• Task directions: Swap "trace" for "outline" throughout the material below and write it all out again with nothing else changed, leaving out the pictures.

Region segmentation data:
** start **
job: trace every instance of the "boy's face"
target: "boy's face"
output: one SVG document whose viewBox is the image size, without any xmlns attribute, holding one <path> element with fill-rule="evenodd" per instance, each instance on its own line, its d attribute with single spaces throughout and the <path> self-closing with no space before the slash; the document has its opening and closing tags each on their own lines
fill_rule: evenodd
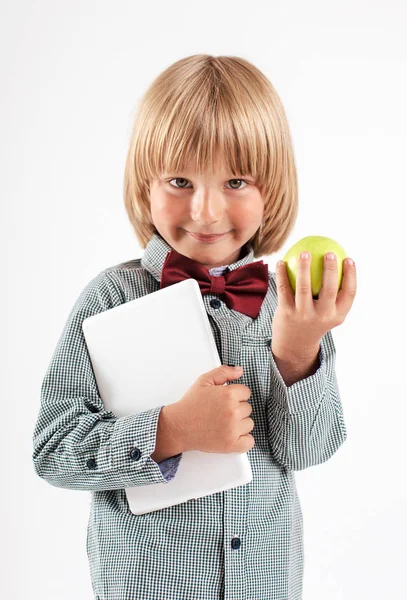
<svg viewBox="0 0 407 600">
<path fill-rule="evenodd" d="M 242 246 L 260 227 L 264 210 L 254 178 L 240 177 L 225 167 L 214 175 L 197 176 L 189 168 L 161 173 L 150 185 L 151 217 L 160 235 L 207 269 L 236 262 Z M 203 242 L 189 232 L 225 235 Z"/>
</svg>

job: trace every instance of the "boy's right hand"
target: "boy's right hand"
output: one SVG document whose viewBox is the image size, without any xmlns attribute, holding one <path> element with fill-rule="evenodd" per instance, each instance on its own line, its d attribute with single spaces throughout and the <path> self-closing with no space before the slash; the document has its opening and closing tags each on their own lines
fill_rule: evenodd
<svg viewBox="0 0 407 600">
<path fill-rule="evenodd" d="M 249 433 L 254 421 L 247 400 L 251 390 L 240 383 L 226 382 L 241 377 L 243 369 L 221 365 L 198 377 L 186 394 L 173 404 L 171 428 L 186 450 L 202 452 L 248 452 L 254 446 Z"/>
</svg>

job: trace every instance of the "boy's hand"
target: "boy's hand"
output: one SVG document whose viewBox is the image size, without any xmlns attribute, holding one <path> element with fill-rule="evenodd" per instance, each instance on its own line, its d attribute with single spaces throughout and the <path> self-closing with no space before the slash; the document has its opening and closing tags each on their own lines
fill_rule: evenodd
<svg viewBox="0 0 407 600">
<path fill-rule="evenodd" d="M 344 275 L 338 291 L 337 257 L 324 258 L 322 286 L 318 299 L 311 290 L 311 257 L 299 259 L 295 295 L 290 286 L 286 266 L 276 268 L 278 305 L 272 324 L 272 350 L 275 354 L 297 351 L 298 354 L 318 348 L 321 338 L 341 325 L 356 295 L 356 268 L 344 261 Z"/>
</svg>

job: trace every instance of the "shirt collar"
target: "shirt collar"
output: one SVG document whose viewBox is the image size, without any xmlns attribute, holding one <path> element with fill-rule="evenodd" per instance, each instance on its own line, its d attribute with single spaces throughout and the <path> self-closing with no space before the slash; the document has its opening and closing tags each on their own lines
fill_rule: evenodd
<svg viewBox="0 0 407 600">
<path fill-rule="evenodd" d="M 164 265 L 164 261 L 167 258 L 168 252 L 173 248 L 165 241 L 158 232 L 154 232 L 150 241 L 144 249 L 144 255 L 141 258 L 141 265 L 151 273 L 157 281 L 161 281 L 161 271 Z M 246 242 L 244 248 L 244 256 L 230 265 L 224 265 L 224 268 L 228 268 L 229 271 L 233 271 L 238 267 L 247 265 L 253 262 L 254 251 L 250 242 Z M 219 267 L 215 267 L 219 269 Z M 212 269 L 210 270 L 212 271 Z"/>
</svg>

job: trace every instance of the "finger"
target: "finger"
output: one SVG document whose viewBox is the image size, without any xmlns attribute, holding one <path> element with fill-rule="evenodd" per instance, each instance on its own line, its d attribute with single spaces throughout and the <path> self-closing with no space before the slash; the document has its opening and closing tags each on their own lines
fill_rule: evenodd
<svg viewBox="0 0 407 600">
<path fill-rule="evenodd" d="M 331 254 L 333 258 L 329 258 Z M 324 256 L 322 286 L 318 294 L 317 308 L 319 313 L 332 314 L 335 311 L 339 280 L 338 269 L 336 254 L 334 252 L 327 252 Z"/>
<path fill-rule="evenodd" d="M 300 312 L 314 309 L 314 301 L 311 292 L 311 256 L 298 257 L 297 282 L 295 285 L 295 306 Z"/>
<path fill-rule="evenodd" d="M 276 287 L 278 304 L 280 306 L 295 308 L 293 290 L 291 289 L 287 267 L 284 261 L 279 261 L 276 265 Z"/>
<path fill-rule="evenodd" d="M 349 265 L 346 259 L 343 261 L 343 279 L 341 289 L 336 298 L 337 314 L 344 319 L 350 311 L 356 296 L 357 276 L 355 263 Z"/>
</svg>

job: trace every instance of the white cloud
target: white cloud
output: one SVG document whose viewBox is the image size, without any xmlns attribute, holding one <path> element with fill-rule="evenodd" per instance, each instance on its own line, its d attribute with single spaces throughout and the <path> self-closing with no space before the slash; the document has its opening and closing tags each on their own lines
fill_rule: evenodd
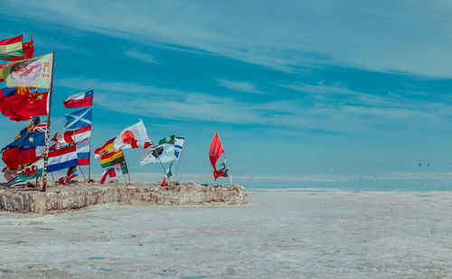
<svg viewBox="0 0 452 279">
<path fill-rule="evenodd" d="M 46 0 L 6 5 L 2 12 L 8 15 L 202 50 L 282 70 L 326 63 L 452 77 L 449 1 L 166 0 L 124 5 Z"/>
<path fill-rule="evenodd" d="M 247 82 L 247 81 L 238 81 L 238 80 L 228 80 L 228 79 L 217 79 L 218 83 L 227 88 L 242 91 L 242 92 L 250 92 L 250 93 L 258 93 L 258 94 L 267 94 L 265 92 L 259 91 L 257 89 L 256 84 Z"/>
</svg>

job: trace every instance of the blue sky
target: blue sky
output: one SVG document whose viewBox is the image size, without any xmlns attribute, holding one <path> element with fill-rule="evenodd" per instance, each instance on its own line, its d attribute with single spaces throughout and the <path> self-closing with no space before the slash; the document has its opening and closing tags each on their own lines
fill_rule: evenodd
<svg viewBox="0 0 452 279">
<path fill-rule="evenodd" d="M 1 38 L 56 51 L 52 135 L 92 88 L 94 147 L 142 118 L 187 136 L 184 172 L 212 172 L 216 131 L 232 173 L 452 168 L 449 1 L 110 2 L 2 5 Z"/>
</svg>

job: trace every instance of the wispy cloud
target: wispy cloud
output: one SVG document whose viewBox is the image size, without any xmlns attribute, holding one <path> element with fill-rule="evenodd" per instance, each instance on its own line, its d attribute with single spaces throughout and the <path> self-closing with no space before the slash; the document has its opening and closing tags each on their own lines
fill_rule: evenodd
<svg viewBox="0 0 452 279">
<path fill-rule="evenodd" d="M 228 80 L 217 79 L 220 86 L 224 88 L 242 92 L 257 93 L 257 94 L 267 94 L 265 92 L 257 89 L 256 84 L 247 82 L 247 81 L 238 81 L 238 80 Z"/>
<path fill-rule="evenodd" d="M 145 53 L 142 51 L 132 50 L 126 51 L 126 55 L 127 55 L 128 57 L 144 60 L 145 62 L 158 64 L 154 56 L 150 55 L 149 53 Z"/>
</svg>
** end **
• Task response:
job: outline every instance of the "boy's face"
target: "boy's face"
output: one SVG document whose viewBox is the image size, without any xmlns attribute, holding one <path> element with fill-rule="evenodd" per instance, each instance on its own line, its d attribute with single spaces throughout and the <path> self-closing with no space before the slash; the document has its opening and closing tags each on their own lines
fill_rule: evenodd
<svg viewBox="0 0 407 600">
<path fill-rule="evenodd" d="M 242 246 L 260 227 L 264 210 L 254 178 L 240 177 L 225 167 L 214 175 L 197 176 L 189 168 L 161 173 L 150 185 L 151 217 L 160 235 L 207 269 L 236 262 Z M 203 242 L 189 232 L 225 235 Z"/>
</svg>

job: outline every instance of the "boy's right hand"
target: "boy's right hand"
output: one SVG document whose viewBox is the image size, without any xmlns attribute, holding one <path> element with fill-rule="evenodd" per instance, each instance on its own line, its d attribute with single spaces throughout and the <path> self-closing with no space before the slash; the document has its opening and closing tags each on their own lines
fill_rule: evenodd
<svg viewBox="0 0 407 600">
<path fill-rule="evenodd" d="M 249 433 L 254 421 L 247 400 L 251 390 L 240 383 L 226 382 L 241 377 L 243 369 L 221 365 L 198 377 L 186 394 L 173 404 L 171 428 L 186 450 L 202 452 L 248 452 L 254 446 Z"/>
</svg>

job: outline every instance of the "boy's hand"
target: "boy's hand"
output: one SVG document whose viewBox is the image size, without any xmlns attribute, holding one <path> element with fill-rule="evenodd" per instance, each instance on its own line, its d attribute with single spaces throughout and the <path> self-closing with no space before the slash; the document has its opening and closing tags each on their own lines
fill_rule: evenodd
<svg viewBox="0 0 407 600">
<path fill-rule="evenodd" d="M 344 275 L 338 291 L 337 257 L 324 258 L 322 286 L 318 299 L 311 290 L 311 257 L 299 259 L 295 295 L 290 286 L 286 266 L 276 268 L 278 305 L 272 324 L 272 350 L 275 354 L 297 351 L 298 354 L 318 348 L 321 338 L 341 325 L 356 295 L 356 268 L 344 261 Z"/>
</svg>

job: outline every instance of the "shirt collar"
target: "shirt collar"
output: one SVG document whose viewBox is the image size, without any xmlns attribute, holding one <path> element with fill-rule="evenodd" per instance, each instance on its own line, its d attribute with single spaces throughout and the <path> self-closing with no space before the slash; the document has its opening and closing tags each on their own lines
fill_rule: evenodd
<svg viewBox="0 0 407 600">
<path fill-rule="evenodd" d="M 164 265 L 164 261 L 167 258 L 168 252 L 173 248 L 165 241 L 158 232 L 154 232 L 150 241 L 144 249 L 144 255 L 141 258 L 141 265 L 151 273 L 157 281 L 161 281 L 161 271 Z M 246 242 L 244 248 L 244 256 L 230 265 L 224 265 L 224 268 L 228 268 L 229 271 L 233 271 L 238 267 L 247 265 L 253 262 L 254 251 L 250 242 Z M 219 267 L 215 267 L 219 269 Z M 212 269 L 210 270 L 212 271 Z"/>
</svg>

job: outline every instance of the "finger"
target: "finger"
output: one SVG document whose viewBox is the image size, without any xmlns attribute, holding one <path> element with fill-rule="evenodd" per instance, each instance on its own line, its d attribute with single spaces throughout and the <path> self-closing with no space before the slash; the document has its opening and closing tags each on their own lines
fill_rule: evenodd
<svg viewBox="0 0 407 600">
<path fill-rule="evenodd" d="M 331 254 L 333 258 L 329 258 Z M 324 256 L 322 286 L 318 294 L 317 308 L 319 313 L 332 314 L 335 311 L 339 280 L 338 269 L 336 254 L 334 252 L 327 252 Z"/>
<path fill-rule="evenodd" d="M 300 312 L 314 309 L 314 301 L 311 292 L 311 256 L 298 257 L 297 282 L 295 285 L 295 306 Z"/>
<path fill-rule="evenodd" d="M 276 287 L 278 304 L 280 306 L 295 308 L 293 290 L 291 289 L 287 267 L 284 261 L 279 261 L 276 265 Z"/>
<path fill-rule="evenodd" d="M 349 265 L 346 259 L 343 261 L 343 279 L 341 289 L 336 298 L 337 314 L 344 319 L 350 311 L 356 296 L 357 276 L 355 263 Z"/>
</svg>

job: outline every instance of the white cloud
target: white cloud
output: one SVG document whose viewBox is the image size, without any xmlns attribute, holding one <path> element with fill-rule="evenodd" per instance, each instance on its own line, its d attribute with single spaces throughout and the <path> self-closing with no space before the slash; the document has its opening and closing tags each on their own lines
fill_rule: evenodd
<svg viewBox="0 0 452 279">
<path fill-rule="evenodd" d="M 46 0 L 6 5 L 2 12 L 8 15 L 202 50 L 282 70 L 326 63 L 452 77 L 449 1 L 166 0 L 124 5 Z"/>
<path fill-rule="evenodd" d="M 247 82 L 247 81 L 238 81 L 238 80 L 228 80 L 228 79 L 217 79 L 218 83 L 227 88 L 242 91 L 242 92 L 250 92 L 250 93 L 258 93 L 258 94 L 267 94 L 265 92 L 259 91 L 257 89 L 256 84 Z"/>
</svg>

job: outline every instance of the blue sky
target: blue sky
output: one SVG document whose viewBox is the image size, without any xmlns attribute, holding one <path> element with fill-rule="evenodd" per instance, each instance on its own line, its d attribute with single spaces throughout and the <path> self-closing with no space before the slash; the document has its opening and closing tags each on their own lines
fill_rule: evenodd
<svg viewBox="0 0 452 279">
<path fill-rule="evenodd" d="M 1 38 L 56 51 L 52 135 L 92 88 L 94 147 L 142 118 L 187 136 L 184 172 L 212 172 L 216 131 L 232 173 L 452 168 L 449 1 L 110 2 L 2 5 Z"/>
</svg>

job: outline every instance of the wispy cloud
target: wispy cloud
output: one SVG document whose viewBox is the image size, without any xmlns attribute, holding one <path> element with fill-rule="evenodd" per instance, each instance on its own line, its d attribute with single spaces throughout and the <path> self-closing with no space before the slash; the document has its opening and closing tags each on their own lines
fill_rule: evenodd
<svg viewBox="0 0 452 279">
<path fill-rule="evenodd" d="M 228 80 L 217 79 L 220 86 L 224 88 L 242 92 L 257 93 L 257 94 L 267 94 L 265 92 L 257 89 L 256 84 L 247 82 L 247 81 L 238 81 L 238 80 Z"/>
<path fill-rule="evenodd" d="M 145 53 L 142 51 L 132 50 L 126 51 L 126 55 L 127 55 L 128 57 L 144 60 L 145 62 L 158 64 L 154 56 L 150 55 L 149 53 Z"/>
</svg>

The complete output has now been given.